LISTA DE TAREAS:
**A.** Reescribe como lista breve el párrafo del texto sobre la fe que empieza con «Pienso yo que se puede creer», y conserva sus ideas principales.
**B.** Resume el texto sobre la fe en dos oraciones.

TEXTO DE LECTURA:
┄┄┄┄┄┄┄┄┄┄

Pienso yo que se puede creer de varias formas. Quizá la más fácil es asentir a unas verdades reveladas, aceptar el testimonio de otro, rezar el Credo y llamar a Dios Padre. Y digo que esa forma de creer es la más fácil porque, generalmente, suele quedarse en mera teoría, en un chubasco de palabras mecánicamente repetidas y sin traducción en la propia vida. Creo que es la clave para entender la situación, por ejemplo, de nuestra sociedad. Si al creer no nos comprometemos, ni no nos metemos en la harina del plan de Dios, me temo que sólo alcanzaremos, en cualquier empresa, a hacer un pan como unas hostias. Si sólo creemos con la inteligencia, la fe no pasa de ser un adorno en la solapa. Por eso decía Jaime Balmes: “Comience usted por amar las verdades religiosas y bien pronto acabará por creer en ellas”. Amar las verdades religiosas es el comienzo de una fe personal, transformante y fecunda. Es ir pasando de la cabeza al corazón, de los labios a las manos, de creer lo que se dice a confiar en quien nos habla. Desde este punto de vista, la fe y el miedo no se compadecen, no hacen pareja, son dos cosas que no casan. Porque si la fe es estar ciertos de la presencia del Señor, que está siempre con nosotros y no puede fallarnos, ¿cómo podremos tener miedo? “Si Dios está con nosotros —dice san Pablo— ¿quién estará contra nosotros?”.

┄┄┄┄┄┄┄┄┄┄

ENTRADAS SELECCIONADAS:
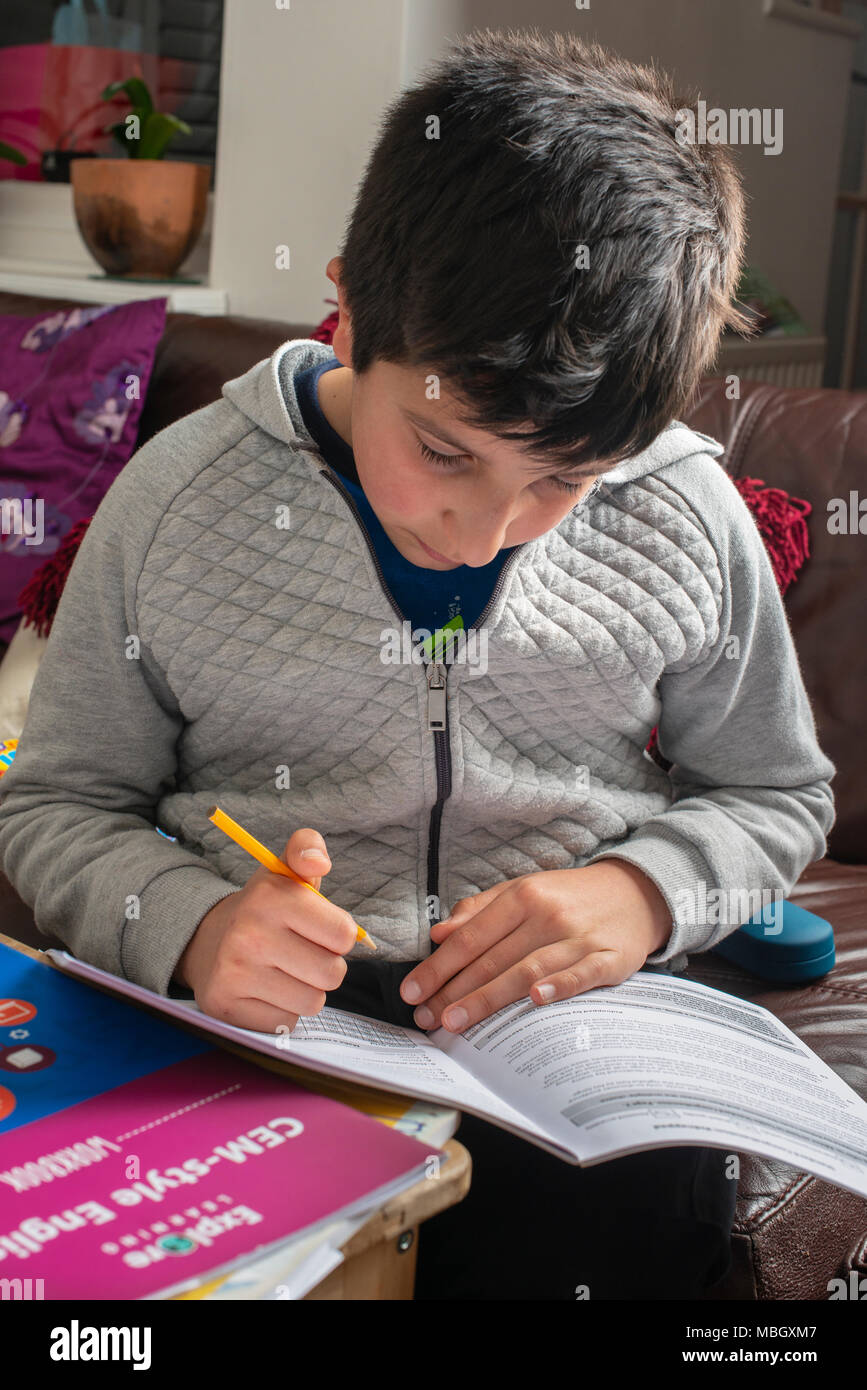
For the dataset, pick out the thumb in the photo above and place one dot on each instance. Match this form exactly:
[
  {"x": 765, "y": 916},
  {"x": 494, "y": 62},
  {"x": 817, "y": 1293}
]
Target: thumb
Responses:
[{"x": 307, "y": 855}]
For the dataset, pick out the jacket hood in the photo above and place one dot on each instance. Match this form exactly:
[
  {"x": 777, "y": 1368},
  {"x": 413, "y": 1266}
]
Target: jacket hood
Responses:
[{"x": 266, "y": 394}]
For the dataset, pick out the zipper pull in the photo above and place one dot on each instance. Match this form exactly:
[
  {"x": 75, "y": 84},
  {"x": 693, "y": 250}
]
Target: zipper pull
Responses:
[{"x": 436, "y": 697}]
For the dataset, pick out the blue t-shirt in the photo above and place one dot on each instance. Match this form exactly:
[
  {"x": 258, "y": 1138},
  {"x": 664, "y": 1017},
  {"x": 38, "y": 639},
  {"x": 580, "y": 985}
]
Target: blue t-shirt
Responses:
[{"x": 427, "y": 598}]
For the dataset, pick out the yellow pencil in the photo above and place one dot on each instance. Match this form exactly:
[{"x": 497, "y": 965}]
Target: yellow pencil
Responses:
[{"x": 253, "y": 847}]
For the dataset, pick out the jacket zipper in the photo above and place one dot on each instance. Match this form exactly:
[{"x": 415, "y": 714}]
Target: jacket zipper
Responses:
[{"x": 438, "y": 715}]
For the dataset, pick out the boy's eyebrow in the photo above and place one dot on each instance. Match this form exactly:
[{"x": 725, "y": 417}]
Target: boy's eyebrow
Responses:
[{"x": 432, "y": 427}]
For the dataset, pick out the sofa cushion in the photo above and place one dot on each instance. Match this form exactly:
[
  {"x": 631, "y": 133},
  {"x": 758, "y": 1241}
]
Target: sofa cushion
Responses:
[{"x": 68, "y": 423}]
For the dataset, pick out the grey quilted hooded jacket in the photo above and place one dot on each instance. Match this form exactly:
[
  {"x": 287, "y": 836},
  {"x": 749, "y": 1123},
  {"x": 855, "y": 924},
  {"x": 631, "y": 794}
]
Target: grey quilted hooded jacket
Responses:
[{"x": 213, "y": 647}]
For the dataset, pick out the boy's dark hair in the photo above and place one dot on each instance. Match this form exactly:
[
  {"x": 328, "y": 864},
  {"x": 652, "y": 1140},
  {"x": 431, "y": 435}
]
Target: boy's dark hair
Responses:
[{"x": 460, "y": 250}]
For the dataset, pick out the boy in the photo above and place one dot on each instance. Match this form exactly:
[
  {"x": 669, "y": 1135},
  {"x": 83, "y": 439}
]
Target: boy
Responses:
[{"x": 535, "y": 277}]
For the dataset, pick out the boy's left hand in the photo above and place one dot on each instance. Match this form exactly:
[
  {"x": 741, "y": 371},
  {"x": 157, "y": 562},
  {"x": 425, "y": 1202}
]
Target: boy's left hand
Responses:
[{"x": 570, "y": 929}]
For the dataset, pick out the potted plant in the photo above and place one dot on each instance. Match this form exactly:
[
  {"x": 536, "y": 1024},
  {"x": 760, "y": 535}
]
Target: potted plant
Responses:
[{"x": 141, "y": 216}]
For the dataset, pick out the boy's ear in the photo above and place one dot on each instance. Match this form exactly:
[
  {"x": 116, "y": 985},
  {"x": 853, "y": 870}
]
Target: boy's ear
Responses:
[{"x": 341, "y": 339}]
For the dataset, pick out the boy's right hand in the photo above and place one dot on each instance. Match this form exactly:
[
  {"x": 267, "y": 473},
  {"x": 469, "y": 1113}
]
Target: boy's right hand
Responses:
[{"x": 268, "y": 952}]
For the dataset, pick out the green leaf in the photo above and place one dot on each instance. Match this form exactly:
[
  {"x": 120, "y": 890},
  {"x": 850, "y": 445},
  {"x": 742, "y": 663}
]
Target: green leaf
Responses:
[
  {"x": 156, "y": 134},
  {"x": 9, "y": 152}
]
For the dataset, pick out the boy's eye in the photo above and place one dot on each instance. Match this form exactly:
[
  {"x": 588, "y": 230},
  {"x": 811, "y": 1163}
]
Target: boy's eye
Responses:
[{"x": 448, "y": 460}]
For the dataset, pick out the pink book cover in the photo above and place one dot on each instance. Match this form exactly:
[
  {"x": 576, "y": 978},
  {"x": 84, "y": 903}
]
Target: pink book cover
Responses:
[{"x": 181, "y": 1173}]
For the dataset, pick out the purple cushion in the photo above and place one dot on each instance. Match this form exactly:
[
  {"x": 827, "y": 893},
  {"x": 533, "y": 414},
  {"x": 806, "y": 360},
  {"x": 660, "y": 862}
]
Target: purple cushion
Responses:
[{"x": 67, "y": 426}]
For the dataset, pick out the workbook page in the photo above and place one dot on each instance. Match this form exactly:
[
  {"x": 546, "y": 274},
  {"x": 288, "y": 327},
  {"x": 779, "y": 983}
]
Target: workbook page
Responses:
[
  {"x": 657, "y": 1061},
  {"x": 339, "y": 1044}
]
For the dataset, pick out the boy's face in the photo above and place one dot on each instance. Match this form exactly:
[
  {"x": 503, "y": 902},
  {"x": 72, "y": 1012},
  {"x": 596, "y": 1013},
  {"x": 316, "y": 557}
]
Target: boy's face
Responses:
[{"x": 467, "y": 509}]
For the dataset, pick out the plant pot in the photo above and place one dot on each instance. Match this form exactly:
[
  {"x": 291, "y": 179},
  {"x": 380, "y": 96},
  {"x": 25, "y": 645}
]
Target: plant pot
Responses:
[{"x": 139, "y": 217}]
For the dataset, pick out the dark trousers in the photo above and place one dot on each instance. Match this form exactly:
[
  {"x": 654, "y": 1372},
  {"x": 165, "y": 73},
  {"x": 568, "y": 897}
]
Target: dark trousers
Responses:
[{"x": 646, "y": 1226}]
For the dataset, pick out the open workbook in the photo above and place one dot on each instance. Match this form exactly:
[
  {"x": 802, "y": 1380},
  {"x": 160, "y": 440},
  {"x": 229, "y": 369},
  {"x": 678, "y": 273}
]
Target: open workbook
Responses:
[{"x": 648, "y": 1064}]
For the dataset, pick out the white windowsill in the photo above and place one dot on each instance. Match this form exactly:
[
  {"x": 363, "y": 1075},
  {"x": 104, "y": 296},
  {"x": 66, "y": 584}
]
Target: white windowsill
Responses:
[
  {"x": 59, "y": 284},
  {"x": 42, "y": 253}
]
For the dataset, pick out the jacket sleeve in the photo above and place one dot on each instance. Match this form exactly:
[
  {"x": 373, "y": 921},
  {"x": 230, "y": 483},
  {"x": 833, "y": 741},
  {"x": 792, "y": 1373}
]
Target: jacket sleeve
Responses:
[
  {"x": 752, "y": 802},
  {"x": 78, "y": 804}
]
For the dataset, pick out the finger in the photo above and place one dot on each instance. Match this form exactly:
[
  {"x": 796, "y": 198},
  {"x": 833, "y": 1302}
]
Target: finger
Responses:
[
  {"x": 599, "y": 968},
  {"x": 307, "y": 854},
  {"x": 306, "y": 912},
  {"x": 470, "y": 940},
  {"x": 306, "y": 961},
  {"x": 521, "y": 952},
  {"x": 467, "y": 908},
  {"x": 509, "y": 987}
]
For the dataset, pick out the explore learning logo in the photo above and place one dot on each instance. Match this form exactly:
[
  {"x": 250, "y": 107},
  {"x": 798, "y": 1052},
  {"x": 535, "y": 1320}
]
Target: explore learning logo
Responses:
[{"x": 450, "y": 644}]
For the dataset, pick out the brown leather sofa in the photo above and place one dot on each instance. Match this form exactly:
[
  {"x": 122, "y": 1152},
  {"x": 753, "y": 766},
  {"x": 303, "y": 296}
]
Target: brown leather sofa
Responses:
[{"x": 792, "y": 1232}]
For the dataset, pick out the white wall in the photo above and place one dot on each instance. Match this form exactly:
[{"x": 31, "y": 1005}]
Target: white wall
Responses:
[{"x": 303, "y": 89}]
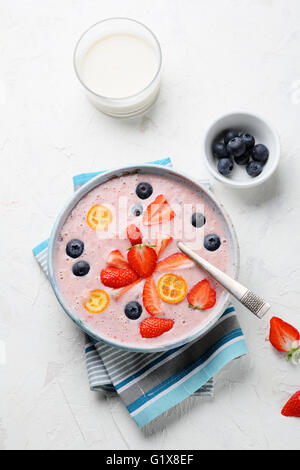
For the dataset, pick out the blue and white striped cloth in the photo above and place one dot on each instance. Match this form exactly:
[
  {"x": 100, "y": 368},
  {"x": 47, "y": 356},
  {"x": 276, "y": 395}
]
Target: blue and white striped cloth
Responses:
[{"x": 150, "y": 384}]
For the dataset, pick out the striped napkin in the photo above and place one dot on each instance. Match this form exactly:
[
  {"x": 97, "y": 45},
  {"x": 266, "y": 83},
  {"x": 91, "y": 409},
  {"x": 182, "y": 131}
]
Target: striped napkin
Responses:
[{"x": 150, "y": 384}]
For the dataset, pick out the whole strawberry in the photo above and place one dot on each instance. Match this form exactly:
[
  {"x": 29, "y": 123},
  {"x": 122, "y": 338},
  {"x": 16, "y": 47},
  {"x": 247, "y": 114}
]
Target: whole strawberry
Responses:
[
  {"x": 284, "y": 337},
  {"x": 292, "y": 407},
  {"x": 153, "y": 327},
  {"x": 117, "y": 277},
  {"x": 142, "y": 258}
]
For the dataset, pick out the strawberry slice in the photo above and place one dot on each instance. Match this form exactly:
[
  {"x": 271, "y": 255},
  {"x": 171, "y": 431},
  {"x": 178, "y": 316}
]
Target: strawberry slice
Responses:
[
  {"x": 175, "y": 261},
  {"x": 158, "y": 211},
  {"x": 134, "y": 235},
  {"x": 292, "y": 407},
  {"x": 202, "y": 296},
  {"x": 117, "y": 260},
  {"x": 142, "y": 258},
  {"x": 161, "y": 242},
  {"x": 153, "y": 327},
  {"x": 116, "y": 277},
  {"x": 151, "y": 299},
  {"x": 284, "y": 337},
  {"x": 117, "y": 293}
]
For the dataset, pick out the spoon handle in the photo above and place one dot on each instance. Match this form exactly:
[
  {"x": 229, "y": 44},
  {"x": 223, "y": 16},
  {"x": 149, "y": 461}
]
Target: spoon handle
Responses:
[{"x": 253, "y": 302}]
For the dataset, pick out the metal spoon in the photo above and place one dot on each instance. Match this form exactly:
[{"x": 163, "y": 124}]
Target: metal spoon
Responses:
[{"x": 250, "y": 300}]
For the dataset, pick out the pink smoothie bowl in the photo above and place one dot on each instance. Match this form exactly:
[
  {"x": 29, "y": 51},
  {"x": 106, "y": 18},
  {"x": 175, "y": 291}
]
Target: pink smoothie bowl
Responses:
[{"x": 218, "y": 209}]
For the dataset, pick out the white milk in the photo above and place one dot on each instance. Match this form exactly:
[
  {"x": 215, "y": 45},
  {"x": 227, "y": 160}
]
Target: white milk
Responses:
[{"x": 119, "y": 65}]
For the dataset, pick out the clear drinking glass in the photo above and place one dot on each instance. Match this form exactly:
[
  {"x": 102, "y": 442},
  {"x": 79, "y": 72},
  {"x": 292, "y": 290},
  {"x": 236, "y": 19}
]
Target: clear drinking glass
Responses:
[{"x": 129, "y": 105}]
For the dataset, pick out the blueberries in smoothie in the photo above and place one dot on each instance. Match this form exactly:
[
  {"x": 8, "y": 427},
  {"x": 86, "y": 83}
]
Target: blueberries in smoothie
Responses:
[
  {"x": 231, "y": 134},
  {"x": 225, "y": 166},
  {"x": 236, "y": 147},
  {"x": 212, "y": 242},
  {"x": 260, "y": 154},
  {"x": 254, "y": 169},
  {"x": 133, "y": 310},
  {"x": 137, "y": 210},
  {"x": 198, "y": 220},
  {"x": 248, "y": 139},
  {"x": 75, "y": 248},
  {"x": 144, "y": 190},
  {"x": 81, "y": 268},
  {"x": 220, "y": 150}
]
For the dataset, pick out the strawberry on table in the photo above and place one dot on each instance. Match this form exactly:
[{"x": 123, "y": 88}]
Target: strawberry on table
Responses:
[
  {"x": 117, "y": 277},
  {"x": 134, "y": 235},
  {"x": 202, "y": 296},
  {"x": 142, "y": 258},
  {"x": 151, "y": 299},
  {"x": 292, "y": 407},
  {"x": 158, "y": 211},
  {"x": 284, "y": 337},
  {"x": 153, "y": 327},
  {"x": 117, "y": 260},
  {"x": 161, "y": 242},
  {"x": 175, "y": 261}
]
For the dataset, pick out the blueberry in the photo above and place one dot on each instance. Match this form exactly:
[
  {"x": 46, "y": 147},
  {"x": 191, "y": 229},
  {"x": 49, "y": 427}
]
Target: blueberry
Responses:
[
  {"x": 236, "y": 147},
  {"x": 212, "y": 242},
  {"x": 244, "y": 159},
  {"x": 144, "y": 190},
  {"x": 219, "y": 150},
  {"x": 231, "y": 134},
  {"x": 133, "y": 310},
  {"x": 137, "y": 210},
  {"x": 254, "y": 169},
  {"x": 225, "y": 166},
  {"x": 198, "y": 220},
  {"x": 81, "y": 268},
  {"x": 260, "y": 154},
  {"x": 248, "y": 140},
  {"x": 75, "y": 248}
]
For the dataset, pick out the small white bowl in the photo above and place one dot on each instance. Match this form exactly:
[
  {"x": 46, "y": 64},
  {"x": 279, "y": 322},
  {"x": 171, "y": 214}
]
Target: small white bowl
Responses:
[{"x": 263, "y": 132}]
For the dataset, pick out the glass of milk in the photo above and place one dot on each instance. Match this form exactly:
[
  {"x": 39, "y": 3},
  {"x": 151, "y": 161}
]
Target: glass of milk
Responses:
[{"x": 118, "y": 62}]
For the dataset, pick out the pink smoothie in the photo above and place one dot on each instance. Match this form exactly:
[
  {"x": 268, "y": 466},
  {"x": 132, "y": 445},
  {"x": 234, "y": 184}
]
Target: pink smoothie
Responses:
[{"x": 112, "y": 323}]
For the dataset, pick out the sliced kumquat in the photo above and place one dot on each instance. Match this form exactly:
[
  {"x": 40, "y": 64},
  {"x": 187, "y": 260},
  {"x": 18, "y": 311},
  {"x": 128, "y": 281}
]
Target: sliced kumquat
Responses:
[
  {"x": 172, "y": 288},
  {"x": 98, "y": 301},
  {"x": 99, "y": 217}
]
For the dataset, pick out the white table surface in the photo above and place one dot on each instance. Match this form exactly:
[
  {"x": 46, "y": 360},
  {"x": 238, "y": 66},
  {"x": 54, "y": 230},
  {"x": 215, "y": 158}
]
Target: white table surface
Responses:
[{"x": 219, "y": 56}]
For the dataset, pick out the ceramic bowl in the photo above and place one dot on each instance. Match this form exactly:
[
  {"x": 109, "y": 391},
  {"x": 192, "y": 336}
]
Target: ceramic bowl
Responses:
[
  {"x": 263, "y": 132},
  {"x": 179, "y": 177}
]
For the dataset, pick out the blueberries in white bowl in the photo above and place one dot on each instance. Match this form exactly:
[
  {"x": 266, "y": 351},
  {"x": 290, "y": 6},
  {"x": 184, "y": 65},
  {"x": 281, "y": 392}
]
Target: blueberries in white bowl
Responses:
[
  {"x": 220, "y": 150},
  {"x": 260, "y": 154},
  {"x": 241, "y": 149},
  {"x": 229, "y": 135},
  {"x": 236, "y": 147},
  {"x": 225, "y": 166},
  {"x": 254, "y": 169}
]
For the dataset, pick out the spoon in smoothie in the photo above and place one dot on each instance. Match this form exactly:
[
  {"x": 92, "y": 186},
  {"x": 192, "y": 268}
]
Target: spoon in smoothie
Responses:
[{"x": 253, "y": 302}]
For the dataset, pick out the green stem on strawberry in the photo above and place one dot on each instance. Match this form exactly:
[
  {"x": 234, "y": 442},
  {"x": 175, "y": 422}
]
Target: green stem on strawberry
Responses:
[{"x": 294, "y": 355}]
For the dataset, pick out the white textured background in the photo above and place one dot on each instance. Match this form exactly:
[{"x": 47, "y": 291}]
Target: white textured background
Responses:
[{"x": 219, "y": 55}]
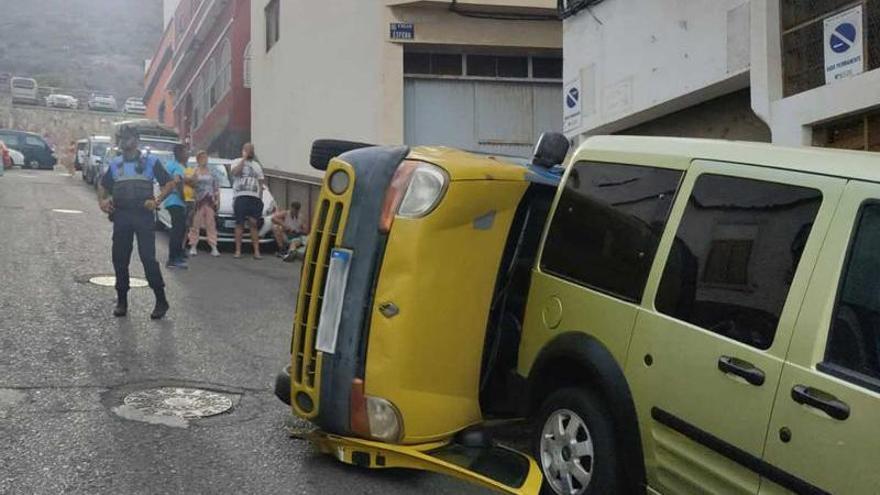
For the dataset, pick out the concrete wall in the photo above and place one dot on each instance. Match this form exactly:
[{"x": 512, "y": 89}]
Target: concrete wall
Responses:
[
  {"x": 345, "y": 79},
  {"x": 791, "y": 119},
  {"x": 739, "y": 122},
  {"x": 59, "y": 127},
  {"x": 640, "y": 59},
  {"x": 331, "y": 74},
  {"x": 643, "y": 60}
]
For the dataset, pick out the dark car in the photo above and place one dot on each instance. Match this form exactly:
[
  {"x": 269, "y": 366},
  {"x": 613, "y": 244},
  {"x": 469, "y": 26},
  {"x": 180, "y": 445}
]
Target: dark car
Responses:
[{"x": 37, "y": 152}]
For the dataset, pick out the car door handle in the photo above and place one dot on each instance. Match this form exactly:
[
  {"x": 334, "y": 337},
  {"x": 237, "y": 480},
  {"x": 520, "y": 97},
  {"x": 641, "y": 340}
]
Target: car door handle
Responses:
[
  {"x": 820, "y": 400},
  {"x": 743, "y": 369}
]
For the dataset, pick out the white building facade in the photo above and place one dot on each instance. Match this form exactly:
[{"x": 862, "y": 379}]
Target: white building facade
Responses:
[
  {"x": 736, "y": 69},
  {"x": 486, "y": 76}
]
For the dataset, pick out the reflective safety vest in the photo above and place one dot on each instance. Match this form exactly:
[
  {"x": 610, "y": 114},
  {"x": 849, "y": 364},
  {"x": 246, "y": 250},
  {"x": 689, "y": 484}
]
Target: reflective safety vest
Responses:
[{"x": 132, "y": 181}]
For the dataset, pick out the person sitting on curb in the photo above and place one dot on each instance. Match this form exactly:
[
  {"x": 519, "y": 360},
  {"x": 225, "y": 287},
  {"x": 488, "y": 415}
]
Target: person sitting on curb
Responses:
[{"x": 290, "y": 232}]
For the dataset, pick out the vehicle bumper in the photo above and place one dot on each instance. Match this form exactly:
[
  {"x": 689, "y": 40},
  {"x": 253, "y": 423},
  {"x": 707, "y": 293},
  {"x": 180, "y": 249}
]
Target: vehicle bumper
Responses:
[
  {"x": 510, "y": 471},
  {"x": 282, "y": 385}
]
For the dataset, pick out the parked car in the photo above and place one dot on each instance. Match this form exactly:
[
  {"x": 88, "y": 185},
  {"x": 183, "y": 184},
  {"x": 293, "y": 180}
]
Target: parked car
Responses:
[
  {"x": 79, "y": 156},
  {"x": 16, "y": 158},
  {"x": 102, "y": 102},
  {"x": 135, "y": 106},
  {"x": 10, "y": 157},
  {"x": 676, "y": 316},
  {"x": 93, "y": 157},
  {"x": 110, "y": 153},
  {"x": 35, "y": 150},
  {"x": 5, "y": 159},
  {"x": 61, "y": 101},
  {"x": 225, "y": 217},
  {"x": 24, "y": 90}
]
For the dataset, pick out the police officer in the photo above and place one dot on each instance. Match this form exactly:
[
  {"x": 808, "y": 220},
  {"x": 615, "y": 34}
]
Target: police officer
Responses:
[{"x": 126, "y": 193}]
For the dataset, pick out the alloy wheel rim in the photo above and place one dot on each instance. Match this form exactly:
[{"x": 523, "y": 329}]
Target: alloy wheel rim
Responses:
[{"x": 567, "y": 453}]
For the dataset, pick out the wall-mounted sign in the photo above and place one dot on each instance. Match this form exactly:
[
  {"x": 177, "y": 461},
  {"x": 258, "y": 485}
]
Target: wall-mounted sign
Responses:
[
  {"x": 844, "y": 55},
  {"x": 571, "y": 105},
  {"x": 403, "y": 31}
]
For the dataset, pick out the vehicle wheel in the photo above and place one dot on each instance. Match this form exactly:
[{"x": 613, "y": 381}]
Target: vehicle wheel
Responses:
[{"x": 575, "y": 446}]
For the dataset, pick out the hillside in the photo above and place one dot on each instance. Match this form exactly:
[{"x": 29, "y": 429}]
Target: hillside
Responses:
[{"x": 80, "y": 44}]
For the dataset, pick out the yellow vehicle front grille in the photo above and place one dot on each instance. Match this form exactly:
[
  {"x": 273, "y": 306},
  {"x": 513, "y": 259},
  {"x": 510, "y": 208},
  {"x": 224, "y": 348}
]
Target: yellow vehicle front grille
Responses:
[{"x": 305, "y": 371}]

┄┄┄┄┄┄┄┄┄┄

RESPUESTAS NUMERADAS:
**A.**
- La forma más fácil de creer es asentir a verdades reveladas, aceptar el testimonio de otro, rezar el Credo y llamar a Dios Padre.
- Es la más fácil porque suele quedarse en teoría, en palabras repetidas sin traducción en la propia vida.
- Si al creer no nos comprometemos con el plan de Dios, no saldrá nada bueno de ninguna empresa.
- Si solo se cree con la inteligencia, la fe es apenas un adorno.
- Según Jaime Balmes, quien empieza por amar las verdades religiosas pronto acaba creyendo en ellas.
- Amarlas inicia una fe personal, transformante y fecunda, que pasa de la cabeza al corazón y de los labios a las manos.
- La fe y el miedo no casan: si el Señor está siempre con nosotros y no puede fallarnos, no hay por qué temer.

**B.** El texto contrapone una forma fácil de creer, que asiente a verdades reveladas pero suele quedarse en teoría sin traducción en la propia vida, a una fe que empieza por amar las verdades religiosas y pasa de la cabeza al corazón y de los labios a las manos. Desde ese punto de vista, la fe y el miedo no casan, porque quien está cierto de la presencia del Señor, que no puede fallarnos, no tiene por qué temer.